- WORK INSTRUCTIONS
1. Please rewrite the paragraph of the Gilman Square article that begins "There have been discussions around the square since 2012" as a short bulleted list, keeping its main facts.
2. In the Gilman Square article, where is the site located?
3. Extend the Gilman Square article, beginning right after its final paragraph.

- PROVIDED TEXT
With Gilman Square’s stubborn lack of development passing the decade mark, residents have asked the Somerville City Council to help keep it from taking another 10 years.
The council was asked for support in removing the city-owned Homans site from more disposition studies – it “has been continuously studied for 10 years,” said Matt Carlino, of the Gilman Square Neighborhood Council – and to help start a formal urban renewal process for the area’s Mobil gas station.
“That is an item that could delay this another 10 years,” Carlino said.
The request of city councilors heard at a Sept. 26 presentation was for them to join with yet another body, the Gilman Square Civic Advisory Committee, in urging the city’s Redevelopment Authority to initiate the urban renewal process. “We know the Mobil owner wants to develop,” Carlino said.
Any vision for the square includes the Mobil station combining with the neighboring empty Homans site to create a parcel of significant developable size, councilor Jesse Clingan said.
The site is along Medford Street below the Central Hill complex, overlooked by Somerville High School and City Hall.
There have been discussions around the square since 2012, but it was in 2014 that the city released a “Gilman Square Station Area Plan” and around 2017-2018 that the neighborhood council got involved in partnership with the city. The December 2022 opening of the Gilman Square Station as part of the long-delayed MBTA green line train extension has only added to residents’ interest in seeing development, but with a new cause for frustration: the lack of a direct connection between the square and the T stop.
The Gilman Square council members want to make the T stop accessible by adding a bridge from the square to the station; to build affordable housing aided through two resident upzoning requests for transit-oriented, six-story housing; and to activate the streets with centralized greenery and retail.

(Dataset entries)
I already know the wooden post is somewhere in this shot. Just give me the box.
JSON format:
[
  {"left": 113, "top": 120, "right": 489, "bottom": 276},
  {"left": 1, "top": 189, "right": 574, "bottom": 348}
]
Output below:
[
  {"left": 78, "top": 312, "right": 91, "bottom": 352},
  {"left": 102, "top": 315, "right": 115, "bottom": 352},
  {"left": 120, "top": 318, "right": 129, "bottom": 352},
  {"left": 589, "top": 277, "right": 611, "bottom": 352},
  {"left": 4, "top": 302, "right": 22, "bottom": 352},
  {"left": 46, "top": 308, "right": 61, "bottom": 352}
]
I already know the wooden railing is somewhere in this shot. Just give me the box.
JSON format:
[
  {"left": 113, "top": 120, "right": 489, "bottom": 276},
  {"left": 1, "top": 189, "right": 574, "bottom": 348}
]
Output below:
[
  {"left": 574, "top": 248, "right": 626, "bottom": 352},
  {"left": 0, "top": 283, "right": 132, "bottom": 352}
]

- EXERCISE RESPONSES
1.
- Discussions about the square began in 2012.
- In 2014 the city released a "Gilman Square Station Area Plan."
- Around 2017-2018 the neighborhood council began working in partnership with the city.
- The Gilman Square Station opened in December 2022 as part of the long-delayed MBTA green line extension, adding to residents' interest in development.
- It also created a new frustration: the square has no direct connection to the T stop.

2. It is along Medford Street below the Central Hill complex, overlooked by Somerville High School and City Hall.

3.
A renewal plan crafted could be crucial in adding the gas station acreage to “something that is substantial and has the money behind it to be able to put in a walkway to the train,” Clingan said. “We need to ensure that the person who buys [the station] is not going to just keep it as a gas station.” With an urban renewal plan in place, “maybe we don’t have to take the Mobil – maybe it just sparks the activity that we need.”
There’s a more imminent question around the other request by the Gilman group: removing the Homans site from a disposition study.
“I want to learn more about whether the City Council has the power,” president Ben Ewen-Campen said. “That’s not something that I’m aware of, but I would certainly like to know more.”
The issues were referred to the Housing and Community Development Committee, which next meets Oct. 21.
The goal of the Gilman Square group is to “create a vibrant, sustainable, and equitable neighborhood,” said Stani Iordanova, a speaker at the September meeting that, with Carlino, was sponsored by councilor Willie Burnley Jr.
“We were on a pretty good process with the city, and then Covid hit, and it sort of stopped everything. And then there was a mayoral change and some staff changes, and then the Civic Advisory Committee was formed,” Iordanova said. “A bunch of these things have delayed and delayed and delayed.”